Heat Mapping Will Add Value to Enforcement
If you’ve heard any term in business over the last five years, it’s probably ‘big data’. From obscurity to ubiquity, powerful companies with deep coffers have flooded the digital airwaves with the term. Complex intelligence platforms are touted with the ability to analyze heaps of data and turn it into action. We get it already.
However, if you have ever used one of these tools, it can be a little overwhelming. Big data seems more like a big task.
Fortunately, there are ways to demystify big data and make it more understandable. More actionable. For busy managers, learning and using data systems isn’t ideal. Insert data visualization. Visualization computes data sets and presents them in clear and concise ways. People are able to quickly look over graphs or pictograms and get a glimpse of performance.
One data visualization technique that is especially useful is the heat map. Heat maps are particularly powerful for one main reason – it’s nice to look at. It’s a new twist on an old adage. A nice picture is worth more than a thousand rows of data. Heat maps take those rows and assign different colors for an immediate visual summary. Most heat maps present the information in four main hues, each with a significant meaning:
- Green : represents a low quantity of an item
- Yellow : represents a moderate quantity
- Orange : represents a significant quantity
- Red : represents a very dense quantity
While the colors may change, the constant is the representation of data-cluster activity. The idea is the more activity, the darker the color.
For example, if you were looking at the population of New York City, there would be a lot of red areas in the heart of the city–and well, pretty much everywhere else. Ok, bad example. But in most cities, you may have a large concentration of people in the downtown area (red) and less people further out (green). It would be very easy to see where people live. For city planners, or even retailers, this could help identify where to place the next library, coffee shop, or outlet mall.
Heat maps are extremely useful for parking enforcement departments. Imagine looking at a spreadsheet full of ticket data. This may consist of how many tickets are written, a zip or beat code, and an officer name. Poring over rows and rows is not only harsh on the eyes, but doesn’t immediately show you a story. No one has time to dig for answers in Excel cells.

= Things to do =
a - Extract everything in the heat map article from "Heat Mapping Will" down to "get it already.".
b - Render this sentence from the heat map article in Spanish: "Heat maps take those rows and assign different colors for an immediate visual summary."
c - Carry on writing the heat map article from its final sentence.
The material that comes next stands apart from the heat map article.

= Given data =
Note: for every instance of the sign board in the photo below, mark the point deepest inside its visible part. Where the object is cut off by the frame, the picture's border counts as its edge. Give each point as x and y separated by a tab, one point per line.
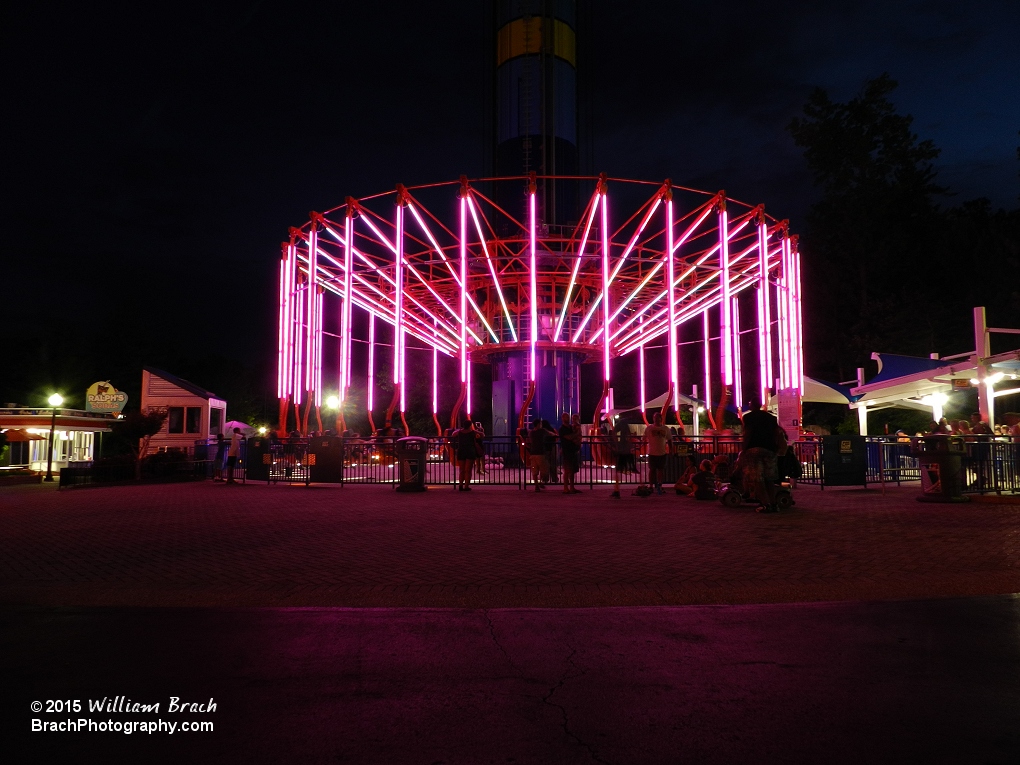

= Answer section =
a -
Heat Mapping Will Add Value to Enforcement
If you’ve heard any term in business over the last five years, it’s probably ‘big data’. From obscurity to ubiquity, powerful companies with deep coffers have flooded the digital airwaves with the term. Complex intelligence platforms are touted with the ability to analyze heaps of data and turn it into action. We get it already.

b - Los mapas de calor toman esas filas y asignan distintos colores para ofrecer un resumen visual inmediato.

c -
With a heat map, all of that data is plotted over your parking environment. The more tickets written in any one area, the greater the “heat” that is applied. Areas where a few tickets are written might register as light green, where streets that are prone to many tickets will populate in red. This gives managers quick insight into how officers are performing in the field and helps identify areas of focus.
From a 50,000 foot view across the city, ticket density can easily show sections of concern or accomplishment. As managers zoom in to the street level, they can begin to identify how even different sides of the street impact ticket issuance. This could help uncover issues such as missing or hidden signage. It could also lead to a re-evaluation of parking rates and times. From one dashboard view, you can also:
- Share insights with team members and employees
- Tell stories from your data
- Identify trends
- Make more data-driven decisions
Because of the versatility of heat maps, parking enforcement departments can better plan and schedule. Managers can use directed enforcement efforts to areas of high activity in order to better accommodate for volume spikes.
The heat map for ticket density is included in Passport’s parking enforcement platform. As officers issue parking tickets, that data is captured in real-time in our back end system and displayed on a map of your city or university campus. Along with other report features, such as GPS tracking for enforcement officers, it is easy to get a full view of your operations.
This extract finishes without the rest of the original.